[Data lines]:

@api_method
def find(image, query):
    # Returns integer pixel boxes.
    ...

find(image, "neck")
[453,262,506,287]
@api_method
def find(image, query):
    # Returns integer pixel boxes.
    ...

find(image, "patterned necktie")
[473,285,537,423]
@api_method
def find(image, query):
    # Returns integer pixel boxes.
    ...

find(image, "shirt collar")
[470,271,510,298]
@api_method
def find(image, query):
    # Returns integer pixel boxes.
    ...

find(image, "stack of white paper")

[Task]: Retype these lines with no changes.

[Solution]:
@api_method
def find(image, query):
    # Returns integer pixel boxes.
    ...

find(image, "neck")
[453,262,506,287]
@api_method
def find(image, query):
    # Returns integer pixel boxes.
    ...

find(image, "patterned necktie")
[473,285,537,423]
@api_method
def find(image, query):
    # Returns integer pixel boxes.
    ...

find(image, "shirt collar")
[470,271,510,298]
@api_method
def find(image, query):
    # Returns integer pixel boxes.
    ...

find(image, "stack of white paper")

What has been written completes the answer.